* _WHAT THE TASK REQUIRES_
All of the material should be reproduced exactly, with pictures left out.

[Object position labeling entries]
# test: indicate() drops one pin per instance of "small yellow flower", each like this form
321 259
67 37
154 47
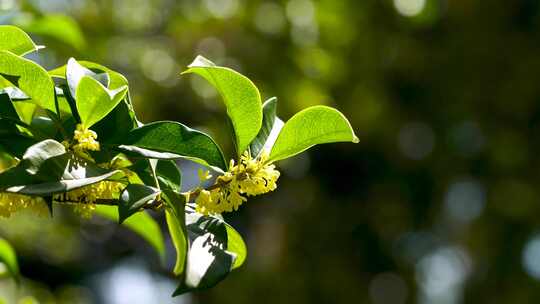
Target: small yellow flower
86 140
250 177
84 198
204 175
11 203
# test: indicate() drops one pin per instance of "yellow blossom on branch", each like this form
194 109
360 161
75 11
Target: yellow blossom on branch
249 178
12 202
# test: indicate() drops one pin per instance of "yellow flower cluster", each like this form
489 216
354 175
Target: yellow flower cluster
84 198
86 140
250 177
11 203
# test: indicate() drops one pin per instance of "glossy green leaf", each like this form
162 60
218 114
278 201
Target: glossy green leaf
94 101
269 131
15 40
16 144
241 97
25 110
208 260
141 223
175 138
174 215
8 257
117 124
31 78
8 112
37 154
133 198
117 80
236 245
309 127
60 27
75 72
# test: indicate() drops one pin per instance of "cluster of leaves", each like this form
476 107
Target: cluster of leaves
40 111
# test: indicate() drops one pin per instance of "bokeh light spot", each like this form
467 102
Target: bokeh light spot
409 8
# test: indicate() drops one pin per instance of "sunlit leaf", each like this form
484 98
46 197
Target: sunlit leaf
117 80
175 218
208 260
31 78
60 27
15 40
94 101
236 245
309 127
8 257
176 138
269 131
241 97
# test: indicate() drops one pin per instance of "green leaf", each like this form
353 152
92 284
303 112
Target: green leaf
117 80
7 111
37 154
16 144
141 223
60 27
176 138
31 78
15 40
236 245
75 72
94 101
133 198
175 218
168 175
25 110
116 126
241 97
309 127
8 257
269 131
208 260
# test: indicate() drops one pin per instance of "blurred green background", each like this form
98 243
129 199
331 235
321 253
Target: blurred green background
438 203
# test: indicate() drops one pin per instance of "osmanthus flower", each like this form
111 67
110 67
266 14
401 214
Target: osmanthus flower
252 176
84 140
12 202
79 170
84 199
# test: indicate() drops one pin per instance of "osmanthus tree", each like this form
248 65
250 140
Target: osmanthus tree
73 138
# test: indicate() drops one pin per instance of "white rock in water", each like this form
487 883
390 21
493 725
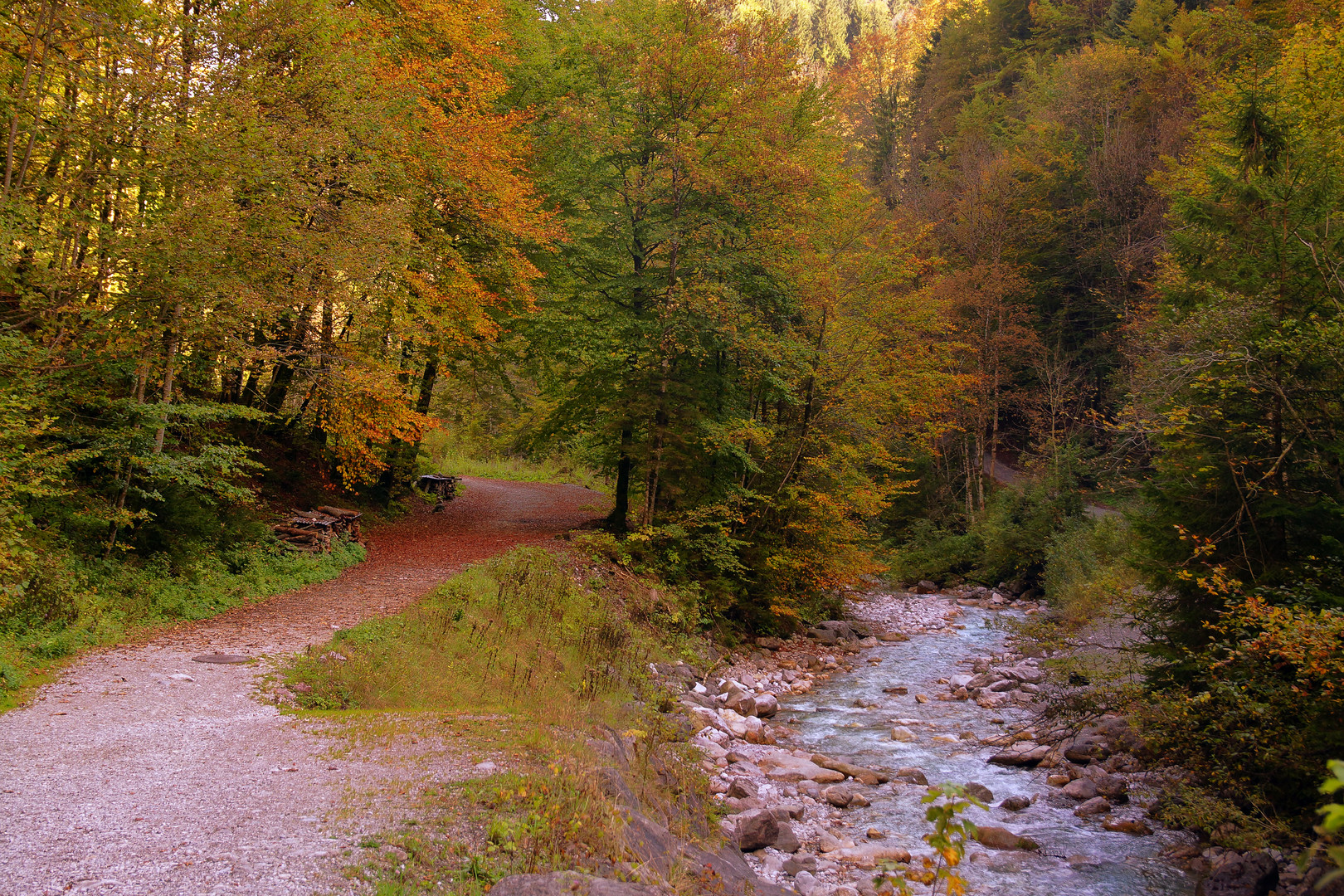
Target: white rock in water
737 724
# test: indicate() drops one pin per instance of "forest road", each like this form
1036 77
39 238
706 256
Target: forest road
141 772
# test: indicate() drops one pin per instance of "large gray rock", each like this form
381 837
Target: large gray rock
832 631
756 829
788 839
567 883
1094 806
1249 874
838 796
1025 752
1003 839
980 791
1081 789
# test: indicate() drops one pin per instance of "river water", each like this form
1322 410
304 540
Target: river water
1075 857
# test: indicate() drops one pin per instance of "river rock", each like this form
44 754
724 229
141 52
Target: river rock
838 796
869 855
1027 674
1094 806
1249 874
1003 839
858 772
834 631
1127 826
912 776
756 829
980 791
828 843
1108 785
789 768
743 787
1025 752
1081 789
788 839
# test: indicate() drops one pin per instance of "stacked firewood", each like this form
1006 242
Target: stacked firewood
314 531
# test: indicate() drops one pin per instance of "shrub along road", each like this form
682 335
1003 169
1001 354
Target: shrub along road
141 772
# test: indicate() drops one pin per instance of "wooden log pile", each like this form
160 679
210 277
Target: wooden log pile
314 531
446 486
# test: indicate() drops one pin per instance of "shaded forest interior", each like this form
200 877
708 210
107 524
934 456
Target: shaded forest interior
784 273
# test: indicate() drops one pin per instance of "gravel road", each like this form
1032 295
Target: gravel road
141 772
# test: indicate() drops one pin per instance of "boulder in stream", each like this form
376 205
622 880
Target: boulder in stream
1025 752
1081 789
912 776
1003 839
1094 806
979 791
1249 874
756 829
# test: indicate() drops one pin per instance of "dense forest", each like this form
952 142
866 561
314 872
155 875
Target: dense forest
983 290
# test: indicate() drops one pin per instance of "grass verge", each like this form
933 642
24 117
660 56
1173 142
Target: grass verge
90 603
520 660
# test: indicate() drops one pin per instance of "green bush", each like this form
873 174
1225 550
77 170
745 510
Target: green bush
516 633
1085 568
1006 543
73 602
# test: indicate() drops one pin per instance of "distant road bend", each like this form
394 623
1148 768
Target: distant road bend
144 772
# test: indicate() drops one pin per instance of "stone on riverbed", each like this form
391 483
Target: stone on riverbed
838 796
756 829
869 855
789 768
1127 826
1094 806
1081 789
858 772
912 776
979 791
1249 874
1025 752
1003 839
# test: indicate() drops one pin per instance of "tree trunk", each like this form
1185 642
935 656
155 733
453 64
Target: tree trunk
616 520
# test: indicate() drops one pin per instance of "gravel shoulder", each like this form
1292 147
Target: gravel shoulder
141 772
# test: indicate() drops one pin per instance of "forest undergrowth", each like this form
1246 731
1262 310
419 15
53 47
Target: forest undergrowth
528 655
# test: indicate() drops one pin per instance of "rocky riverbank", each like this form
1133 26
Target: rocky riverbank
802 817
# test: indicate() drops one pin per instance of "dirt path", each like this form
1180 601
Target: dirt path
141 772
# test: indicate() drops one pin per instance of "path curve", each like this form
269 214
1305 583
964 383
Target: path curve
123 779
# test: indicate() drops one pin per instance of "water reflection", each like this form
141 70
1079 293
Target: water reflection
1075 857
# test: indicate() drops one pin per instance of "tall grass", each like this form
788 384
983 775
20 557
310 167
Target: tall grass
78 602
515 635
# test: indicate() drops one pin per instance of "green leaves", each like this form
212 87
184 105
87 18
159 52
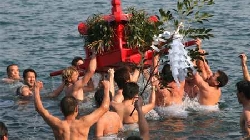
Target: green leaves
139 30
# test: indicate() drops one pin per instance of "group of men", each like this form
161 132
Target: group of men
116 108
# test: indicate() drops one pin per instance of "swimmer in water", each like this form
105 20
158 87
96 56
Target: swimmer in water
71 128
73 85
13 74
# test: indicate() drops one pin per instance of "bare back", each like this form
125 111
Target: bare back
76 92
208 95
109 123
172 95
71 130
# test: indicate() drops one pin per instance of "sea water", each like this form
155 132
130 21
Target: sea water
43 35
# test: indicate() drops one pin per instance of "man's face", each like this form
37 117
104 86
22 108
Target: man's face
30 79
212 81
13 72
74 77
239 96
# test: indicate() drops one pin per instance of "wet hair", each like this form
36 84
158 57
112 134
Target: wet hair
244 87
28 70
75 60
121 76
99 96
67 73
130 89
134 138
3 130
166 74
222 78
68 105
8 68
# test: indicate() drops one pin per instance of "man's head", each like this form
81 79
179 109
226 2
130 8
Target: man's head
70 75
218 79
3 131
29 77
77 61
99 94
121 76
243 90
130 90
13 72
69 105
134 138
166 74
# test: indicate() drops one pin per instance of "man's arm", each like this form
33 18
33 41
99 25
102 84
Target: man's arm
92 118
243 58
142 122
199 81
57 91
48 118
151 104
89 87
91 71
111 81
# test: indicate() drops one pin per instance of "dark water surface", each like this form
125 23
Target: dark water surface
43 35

* _SOLUTION TO THIS EXERCISE_
# test: indicate() drops one pin per instance of "small yellow flower", each like this form
321 259
67 37
154 47
Target: small yellow flower
86 140
250 177
84 198
204 175
11 203
# test: indicate() drops one pin per instance of "yellow blossom on branch", each like this form
194 109
360 161
75 11
Target: yellow blossom on branch
249 178
12 202
# test: indicate() drops one pin per instance of "yellow flower cluster", each like this form
489 216
354 175
Target: yellow flower cluster
84 198
86 140
250 177
11 203
# test: indicate() drops one pin per instance of "glossy green leaf", each like this form
162 60
218 114
278 201
Target: glossy green leaf
94 101
269 131
15 40
16 144
241 97
25 110
208 260
141 223
175 138
174 215
8 257
117 124
31 78
8 112
37 154
133 198
117 80
236 245
309 127
60 27
75 72
# test: indicate() drops one pin per instance of "cluster of leaves", each like this form
476 107
Target: cluster of leaves
40 111
# test: indicate() drops one pin per instance of "bokeh light spot", each like this form
467 102
Target: bokeh light spot
409 8
# test: indicate() drops one pin per instance of "sunlit leaf", each like this form
484 98
46 197
Target: sunlit leaf
117 80
175 218
208 260
31 78
60 27
15 40
94 101
236 245
309 127
8 257
176 138
269 131
241 97
# test: indicate() drops one pin per instance of "green leaf", each like this form
353 152
92 284
303 112
Target: green leaf
117 80
7 111
37 154
16 144
141 223
60 27
176 138
31 78
15 40
236 245
75 72
94 101
133 198
175 218
168 175
25 110
116 126
241 97
309 127
8 257
269 131
208 260
# test: indicate() drops one pin per instance of "blurred green background", each like this form
98 243
129 199
331 235
321 253
Target: blurred green background
438 203
# test: indicate() drops one pin per instance of "osmanthus flower", each like this form
111 67
110 67
266 14
401 214
Target: osmanthus flower
252 176
84 140
12 202
79 170
84 199
# test: indicate() drops one pin per instance of "osmanthus tree", each like this form
248 65
250 140
Target: osmanthus tree
73 138
# test: indicate() drops one pin per instance of "white rock in water", each like this form
487 883
390 21
493 725
Target: white rock in water
737 724
# test: indicate() drops one pin per instance of "forest road", each like this form
1036 77
39 238
706 256
Target: forest road
141 772
# test: indicate() drops one pin per instance of "large gray rock", each like this form
381 837
Target: large gray rock
832 631
756 829
788 839
567 883
1094 806
1249 874
838 796
1025 752
1003 839
980 791
1081 789
# test: indicate() drops one pin per instance of "river water", each like this form
1322 410
304 540
Target: river water
1075 857
# test: indicate() drops one pin per instance of "river rock", each like this form
44 754
724 229
141 52
Target: river rock
838 796
869 855
1027 674
1094 806
1249 874
1003 839
858 772
834 631
1127 826
912 776
756 829
980 791
828 843
1108 785
789 768
743 787
1025 752
1081 789
788 839
# test: indicate() drops one pin per instance of "stacked firewood", each like this form
1006 242
Target: stacked firewood
314 531
# test: indicate() drops one pin per instance of "shrub along road", each like this form
682 335
1003 169
1001 354
Target: shrub along road
141 772
# test: indicate() drops one pin per instance of "wooden log pile", each like this form
160 679
210 277
Target: wooden log pile
314 531
446 486
# test: indicate() drops one pin per instance of "shaded forest interior", each like this form
200 877
708 210
107 524
934 456
Target: shaded forest interior
784 273
# test: indicate() drops one pin per instance of "gravel road", each like this form
1032 295
Target: gravel road
141 772
# test: indicate() drops one pin per instance of "boulder in stream", each like this form
376 205
622 880
Target: boulder in stream
1025 752
1081 789
912 776
1003 839
1094 806
979 791
1249 874
756 829
# test: indicate() drops one pin per instance of "dense forest", each like this form
952 142
866 561
314 872
155 875
Target: dense forest
983 290
# test: indicate() drops one pin per instance of "grass verge", each like this form
933 642
24 117
660 56
1173 142
Target: grass verge
90 603
520 660
# test: indicate() drops one pin per instance of "green bush", each like this form
873 174
1225 550
77 170
745 510
Target: green bush
516 633
1085 568
1006 543
73 602
# test: indicate() drops one pin per instance of "distant road bend", each like this form
394 623
1148 768
Target: distant road bend
144 772
# test: indicate() drops one pin per instance of "stone on riverbed", each like this form
391 483
Target: stone on riverbed
838 796
756 829
869 855
789 768
1127 826
1094 806
1081 789
858 772
912 776
979 791
1249 874
1025 752
1003 839
# test: indicate() drops one pin per instance of "tree trunk", each like this form
1185 642
935 656
155 733
453 64
Target: tree trunk
616 520
# test: indicate() drops one pin per instance of "gravel shoulder", each like this form
1292 147
Target: gravel shoulder
141 772
# test: indicate() drops one pin per instance of "forest undergrowth", each like this form
1246 731
1262 310
419 15
53 47
Target: forest undergrowth
528 655
# test: indicate() drops one pin per instance of "rocky riverbank", each like this form
1133 26
Target: rocky riverbank
802 817
# test: indicate() drops one pin per instance of "dirt path", each like this form
1180 601
Target: dirt path
141 772
# test: indicate() drops one pin per instance of "path curve", each like this form
269 214
1305 583
964 383
Target: path curve
123 779
# test: indicate() drops one pin per instance of "water reflection", each like this form
141 70
1079 293
Target: water reflection
1075 857
# test: indicate() drops one pin per instance of "tall grass", each like this form
788 384
983 775
20 557
310 167
Target: tall grass
78 602
515 635
# test: indicate() drops one pin per instance of "green leaves", each like this form
212 87
184 105
87 18
159 52
Target: green leaves
139 30
# test: indicate() drops one pin per instance of "group of men", each like this form
161 132
Target: group of men
116 108
# test: indicate() drops one pin per instance of "swimmer in water", each like this form
105 20
158 87
96 56
Target: swimmer in water
71 128
73 85
13 74
# test: indicate() drops one pin per instance of "bare back", each like this form
125 111
Target: bare back
76 92
208 95
109 123
172 95
71 130
# test: indicate() drops one pin per instance of "sea water", each like this form
155 132
130 21
Target: sea water
43 35
# test: indicate() drops one pin per instance of "man's face", each like this form
37 117
104 86
22 108
Target: man's face
30 79
212 81
13 72
74 77
239 96
# test: indicate() drops one pin per instance of "wet hair", each like this form
36 84
158 57
112 134
Target: wet hair
244 87
28 70
75 60
121 76
99 96
67 73
130 89
134 138
3 130
166 74
222 78
68 105
8 68
# test: indicate() drops one pin per instance of "man's head", each like this form
81 79
179 109
226 2
130 8
Target: man's head
70 75
218 79
3 131
29 77
77 61
99 94
121 76
243 90
130 90
13 72
69 105
134 138
166 74
# test: indicate() drops one pin per instance of "man's arm", each like this form
33 18
33 41
99 25
102 84
Target: man's arm
92 118
243 58
142 122
199 81
57 91
48 118
151 104
89 87
91 71
111 81
# test: indicate() drops one pin per instance of "dark water surface", each like this form
125 23
Target: dark water surface
43 35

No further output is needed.